### PAGE EXTRACT
Uneven development is the hallmark of the geography of capitalism. […] It is the geographical expression of the contradictions inherent in the very constitutions and structure of capital.

In August 2014, the Buenavista del Cobre copper mine, owned and operated by Grupo México, the third largest copper producer worldwide, with 2012 sales of more than $10 billion, experienced a major tailings dam collapse. The resulting spill caused 40,000 cubic meters of toxic sulphuric acid and heavy metals to spill into the Rio Sonora, which flows south from its headwaters in Cananea into the capital city of Hermosillo. Following the spill, 22,000 people in seven towns were left without access to water. Exposure to the polluted water also proved devastating for livestock and agricultural operations, damaged the local riparian ecology and caused wildlife mortalities. Hardly one month later in September 2014, the Buenavista del Cobre mine experienced a second spill, this time sending water contaminated with toxic tailings materials into the binational San Pedro River (Figure 6.1)

The San Pedro River flows north from its headwaters in the mountains near Cananea, crossing the international border and flowing into Arizona. In light of the spills, there have been calls throughout Sonora and beyond, even echoing in the chambers of Mexico's national congress, to cancel Grupo México's concession to operate the Buenavista del Cobre mine in Cananea. However, the cancelation of the concession is highly unlikely due to the strong relations of economic and political dependence between Grupo México and the Mexican government.

### DATA SECTION
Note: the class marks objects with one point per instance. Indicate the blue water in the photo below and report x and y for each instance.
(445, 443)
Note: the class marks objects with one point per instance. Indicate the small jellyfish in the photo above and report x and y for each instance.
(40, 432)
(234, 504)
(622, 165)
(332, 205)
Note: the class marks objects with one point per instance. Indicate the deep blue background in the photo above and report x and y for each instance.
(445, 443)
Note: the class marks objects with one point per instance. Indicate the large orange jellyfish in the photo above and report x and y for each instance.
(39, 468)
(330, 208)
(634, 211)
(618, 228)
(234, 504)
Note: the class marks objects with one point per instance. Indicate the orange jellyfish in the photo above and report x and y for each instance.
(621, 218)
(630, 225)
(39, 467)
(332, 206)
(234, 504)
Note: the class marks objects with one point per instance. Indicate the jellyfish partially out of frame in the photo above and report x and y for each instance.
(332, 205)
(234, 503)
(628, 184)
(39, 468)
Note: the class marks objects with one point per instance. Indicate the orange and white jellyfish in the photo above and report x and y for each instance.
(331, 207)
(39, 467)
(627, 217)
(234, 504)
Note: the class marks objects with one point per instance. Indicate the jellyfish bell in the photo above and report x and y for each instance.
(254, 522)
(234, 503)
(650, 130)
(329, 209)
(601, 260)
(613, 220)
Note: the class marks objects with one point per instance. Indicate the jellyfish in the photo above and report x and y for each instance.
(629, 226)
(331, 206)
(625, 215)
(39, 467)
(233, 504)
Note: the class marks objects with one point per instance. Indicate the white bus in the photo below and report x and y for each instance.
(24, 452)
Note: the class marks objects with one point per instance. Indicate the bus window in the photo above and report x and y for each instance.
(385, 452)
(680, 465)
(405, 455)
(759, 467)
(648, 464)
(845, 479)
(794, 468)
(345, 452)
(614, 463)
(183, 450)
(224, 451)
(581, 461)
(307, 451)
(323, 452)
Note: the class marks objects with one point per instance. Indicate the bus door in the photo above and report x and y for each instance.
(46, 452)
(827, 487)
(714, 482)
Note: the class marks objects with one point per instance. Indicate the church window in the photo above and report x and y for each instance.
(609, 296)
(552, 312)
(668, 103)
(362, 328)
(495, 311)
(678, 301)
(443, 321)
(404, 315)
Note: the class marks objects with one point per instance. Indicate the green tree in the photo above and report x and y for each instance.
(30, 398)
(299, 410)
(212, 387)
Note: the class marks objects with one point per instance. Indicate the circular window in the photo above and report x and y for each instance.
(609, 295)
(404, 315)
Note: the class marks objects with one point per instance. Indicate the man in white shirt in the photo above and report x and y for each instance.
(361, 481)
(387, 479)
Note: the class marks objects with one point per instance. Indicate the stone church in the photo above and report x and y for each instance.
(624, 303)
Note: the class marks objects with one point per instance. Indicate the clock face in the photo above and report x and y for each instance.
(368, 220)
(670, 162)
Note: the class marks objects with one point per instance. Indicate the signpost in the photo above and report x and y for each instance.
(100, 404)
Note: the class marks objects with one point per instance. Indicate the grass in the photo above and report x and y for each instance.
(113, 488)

### WHAT IS REQUIRED
Continue the account of the Buenavista del Cobre mine spills in Sonora from its last sentence.

### RESULT FOR THIS TASK
The power the mine wields over local land and water resources today represents a major shift from previous arrangements of power in rural Sonora, organized around populist agrarian reform. On February 4, 1959, an unusual delegation of high-level Mexican officials convened on the rural outskirts of Cananea, Sonora, less than 100 kilometers from the US border. Gathering on the Martinez Ranch, surrounded by the golden grasslands and forested riparian corridors of the San Pedro River and its tributaries, the president of Mexico, Adolfo López Mateos, the governor of the state of Sonora, and the leaders of the nation's Department of Agriculture stood before a crowd of hundreds. López Mateos, barely two months into his presidency, stepped forward to greet the assembled landless peasants, ranchers, agrarian reform leaders and local mine laborers.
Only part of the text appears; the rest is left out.